Agriculture has been built on a chemistry mindset: identify a problem, apply a product, expect an immediate and predictable response. While that approach has driven tremendous gains, it ignores the power of working with, instead of suppressing, biological systems. Soil is not a blank slate. Crops are not isolated from their environment. Every acre is a living system shaped by millions of interactions. Understanding how living things relate to each other and their environment is, by definition, ecology.
Crop performance is not just a function of inputs. All soils contain extraordinarily diverse microbial communities that mediate nutrient cycling, nutrient uptake, root development, stress tolerance, and disease pressure. These microbes are not passive! They compete, cooperate, and constantly adjust to changing conditions. Products and inputs must operate within this complex living ecosystem.
This is where many biological approaches have struggled. Products are often developed and validated under controlled conditions where performance is straightforward to observe. But once deployed in the field, products encounter a complex and variable ecosystem. In real field conditions, products can be outcompeted, shut down by the environment, or fail to deliver consistently, making results unpredictable and ROI harder for growers to trust. What works one year may not work the next year; what works well in one section of a field may provide little benefit in other locations.
The challenge is not that biology doesn’t work. It is that biology behaves differently than chemistry. Success depends not only what a microbe can do on its own, but also how it works actively with the soil ecosystem, positively amplifying the countless other organisms already present.
The right approach is to work within existing systems and focus on ecology as well as chemistry, leveraging the vital connections among microbes in soil to support crop yields. Recognizing the challenges of microbial competition for space and resources, for example, we need to deploy microbes that drive positive interactions within the existing community. Microbes that communicate actively with others in the soil can positively influence functional performance, stabilizing beneficial biological processes in soil for crop health across diverse environments and improving overall crop productivity and resilience for farmers.

- _Study material_

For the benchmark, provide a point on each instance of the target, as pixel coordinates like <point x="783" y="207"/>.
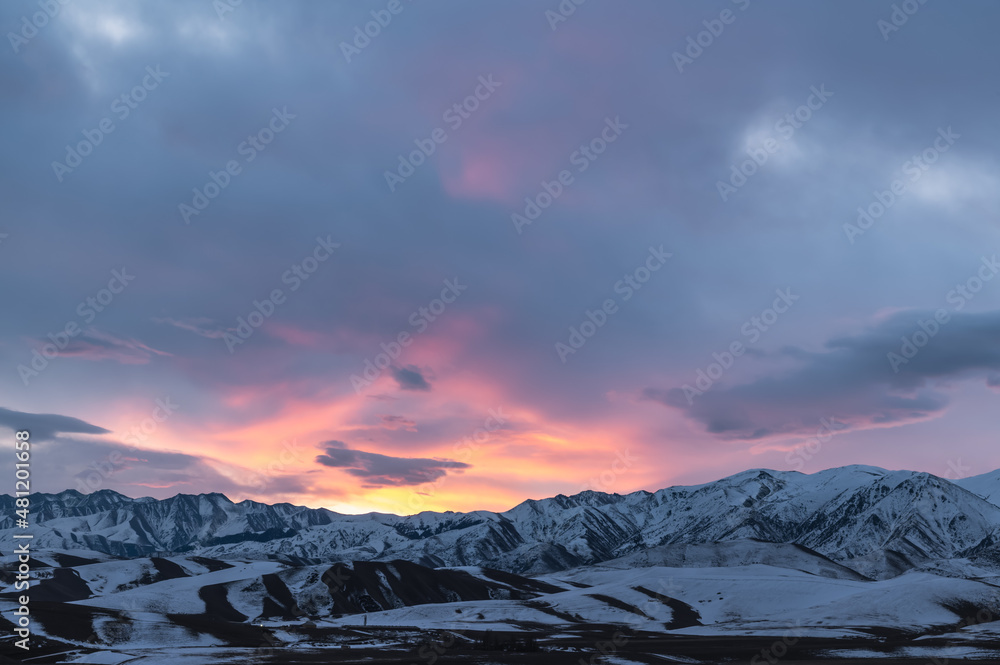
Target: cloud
<point x="851" y="380"/>
<point x="410" y="378"/>
<point x="397" y="422"/>
<point x="46" y="426"/>
<point x="197" y="325"/>
<point x="385" y="471"/>
<point x="92" y="344"/>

- _Required actions_
(a) Copy out the stretch of the soil ecology passage from "This is where" through "in other locations.".
(b) Summarize the soil ecology passage in two sentences.

- _Your responses_
(a)
This is where many biological approaches have struggled. Products are often developed and validated under controlled conditions where performance is straightforward to observe. But once deployed in the field, products encounter a complex and variable ecosystem. In real field conditions, products can be outcompeted, shut down by the environment, or fail to deliver consistently, making results unpredictable and ROI harder for growers to trust. What works one year may not work the next year; what works well in one section of a field may provide little benefit in other locations.

(b) Agriculture has relied on a chemistry mindset, but every acre is a living system in which diverse, active soil microbes shape nutrient cycling, root development, stress tolerance, and disease pressure. Biological products tested under controlled conditions often perform unpredictably in the field, so the better approach is to work within the existing soil ecosystem by deploying microbes that drive positive interactions with the community and improve crop productivity and resilience.